> **What the task requires**:
Reproduce each of the rows below word for word, keeping every character, space and line break unchanged.

> **Available records**:
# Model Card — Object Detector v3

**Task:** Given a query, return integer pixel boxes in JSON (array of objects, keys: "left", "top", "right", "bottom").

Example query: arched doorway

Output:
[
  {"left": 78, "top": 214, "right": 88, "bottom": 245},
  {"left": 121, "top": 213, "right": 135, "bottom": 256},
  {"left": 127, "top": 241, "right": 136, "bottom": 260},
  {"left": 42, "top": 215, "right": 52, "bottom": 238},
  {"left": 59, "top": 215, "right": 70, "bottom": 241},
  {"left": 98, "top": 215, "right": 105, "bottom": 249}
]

> **Worked answer**:
# Model Card — Object Detector v3

**Task:** Given a query, return integer pixel boxes in JSON (array of objects, keys: "left", "top", "right", "bottom").

Example query: arched doorway

Output:
[
  {"left": 78, "top": 214, "right": 88, "bottom": 245},
  {"left": 121, "top": 213, "right": 135, "bottom": 256},
  {"left": 127, "top": 241, "right": 136, "bottom": 260},
  {"left": 42, "top": 215, "right": 52, "bottom": 238},
  {"left": 59, "top": 215, "right": 70, "bottom": 241},
  {"left": 98, "top": 215, "right": 105, "bottom": 249}
]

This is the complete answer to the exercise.